Records excerpted from a collection:

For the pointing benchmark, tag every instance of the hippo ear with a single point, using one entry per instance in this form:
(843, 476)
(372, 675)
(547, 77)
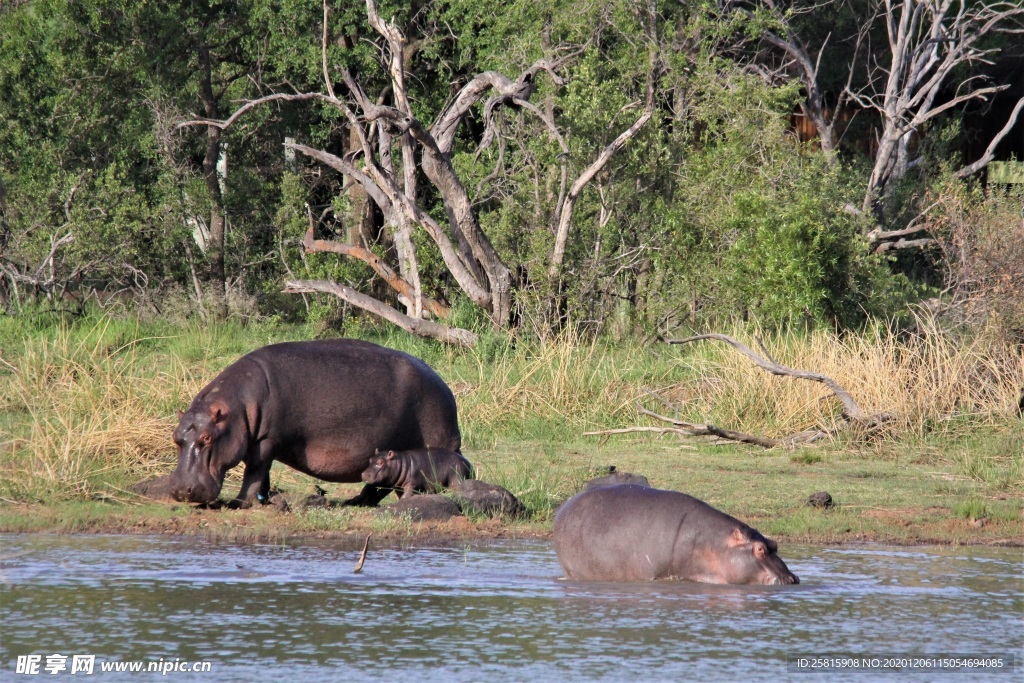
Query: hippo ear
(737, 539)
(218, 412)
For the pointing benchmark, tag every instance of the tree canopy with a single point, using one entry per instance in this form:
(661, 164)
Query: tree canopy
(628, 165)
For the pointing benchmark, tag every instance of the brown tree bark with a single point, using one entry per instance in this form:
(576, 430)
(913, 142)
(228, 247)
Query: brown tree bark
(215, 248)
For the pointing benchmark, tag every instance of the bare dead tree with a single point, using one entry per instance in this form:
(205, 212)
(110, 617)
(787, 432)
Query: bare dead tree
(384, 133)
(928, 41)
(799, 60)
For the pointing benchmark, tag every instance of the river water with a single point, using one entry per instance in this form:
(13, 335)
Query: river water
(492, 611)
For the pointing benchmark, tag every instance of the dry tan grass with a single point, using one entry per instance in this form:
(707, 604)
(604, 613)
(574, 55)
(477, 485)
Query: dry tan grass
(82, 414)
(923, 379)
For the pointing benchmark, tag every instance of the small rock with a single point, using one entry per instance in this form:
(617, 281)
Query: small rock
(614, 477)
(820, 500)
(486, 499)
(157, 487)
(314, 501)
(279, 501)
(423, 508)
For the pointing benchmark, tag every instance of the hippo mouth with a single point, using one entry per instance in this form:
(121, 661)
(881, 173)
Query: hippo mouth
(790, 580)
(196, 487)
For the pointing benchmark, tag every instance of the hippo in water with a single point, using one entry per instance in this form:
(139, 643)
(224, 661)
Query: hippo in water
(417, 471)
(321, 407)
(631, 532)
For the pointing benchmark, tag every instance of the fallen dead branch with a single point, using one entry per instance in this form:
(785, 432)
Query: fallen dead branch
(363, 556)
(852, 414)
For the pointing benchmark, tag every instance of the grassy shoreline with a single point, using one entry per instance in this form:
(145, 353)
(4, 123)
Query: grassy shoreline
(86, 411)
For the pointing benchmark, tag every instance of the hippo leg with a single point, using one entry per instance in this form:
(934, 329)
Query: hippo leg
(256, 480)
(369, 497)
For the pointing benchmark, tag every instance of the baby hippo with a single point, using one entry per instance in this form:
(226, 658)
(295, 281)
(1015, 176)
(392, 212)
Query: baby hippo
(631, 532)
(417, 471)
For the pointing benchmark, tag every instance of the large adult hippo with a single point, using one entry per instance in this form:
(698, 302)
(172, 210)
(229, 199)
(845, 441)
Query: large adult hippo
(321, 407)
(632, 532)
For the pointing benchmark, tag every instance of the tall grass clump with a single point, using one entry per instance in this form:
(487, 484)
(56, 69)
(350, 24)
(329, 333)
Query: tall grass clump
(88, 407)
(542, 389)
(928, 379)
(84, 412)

**TASK DETAILS:**
Every line above should be returned exactly; the pictures stay out.

**EXERCISE RESULT:**
For the pointing benchmark, tag every instance of the hippo ear with a single point, using one entry per instance in this form:
(843, 476)
(372, 675)
(547, 77)
Query: hippo ear
(737, 539)
(218, 412)
For the pointing benchmark, tag every instance of the tree canopy with a single point, using one entry per instance in this form:
(661, 164)
Query: tree canopy
(628, 165)
For the pointing benchmark, tag every instance of the brown tree bark with a single point, using one entry per instance in this form:
(576, 430)
(913, 142)
(228, 247)
Query: brown tree bark
(215, 248)
For the pointing benchmark, tag every instance of the bare dead tree with a single point, using one entry per instance in this form:
(205, 212)
(110, 617)
(787, 432)
Query: bare dead tree
(384, 133)
(928, 41)
(799, 60)
For the pointing benchmark, tag every instance of the river water with a single point, using one entry per instance in this form:
(13, 335)
Query: river water
(492, 611)
For the pointing benchmark, tag every instance of the dry tan grass with a single point, using one entry per instance in this form:
(707, 604)
(604, 613)
(574, 55)
(477, 485)
Query: dry tan grass
(82, 414)
(923, 379)
For the pointing benchmark, tag every instance of the small rock with a single point, using one entry per instance in this form:
(617, 281)
Query: small rock
(614, 477)
(820, 500)
(486, 499)
(157, 487)
(314, 501)
(279, 501)
(423, 508)
For the pointing benchmark, tag every instance of the hippo mouth with a single point, using one entry per instance in this form:
(121, 661)
(881, 173)
Query: hippo mouth
(790, 580)
(196, 487)
For the pointing benchmark, tag every instance of the hippo in water with a single point, using one entry per instance in this form:
(139, 643)
(224, 661)
Query: hippo in water
(417, 471)
(321, 407)
(631, 532)
For the pointing benchmark, tag every instance of the fallen dead branch with a single point, using one entry per instance in this form:
(785, 432)
Query: fallen dead branch
(363, 556)
(852, 414)
For the pointing benchmark, tag every instance of the grassy shoreline with a single point, using one entry per instance in this form:
(145, 353)
(4, 123)
Query: grassy shoreline
(86, 411)
For the pointing benchmark, tag every instance of the hippo leg with a single point, using one entry per instance in this form:
(934, 329)
Query: hippo leg
(256, 480)
(369, 497)
For the pointing benchmark, tag every instance of the baby hippo with a single point, using one entry per instance in this form:
(226, 658)
(295, 281)
(1015, 176)
(392, 212)
Query: baby hippo
(631, 532)
(417, 471)
For the pointing benchmark, tag every instance of the large adult hippo with a single point, using one entry per instance in this form:
(698, 302)
(172, 210)
(229, 199)
(845, 441)
Query: large adult hippo
(321, 407)
(632, 532)
For the pointing benchmark, tag every instance of the tall grass clump with a single point, using one entry per instance in this form:
(487, 484)
(56, 69)
(350, 24)
(329, 333)
Query: tall grass clump
(88, 407)
(542, 389)
(928, 379)
(84, 412)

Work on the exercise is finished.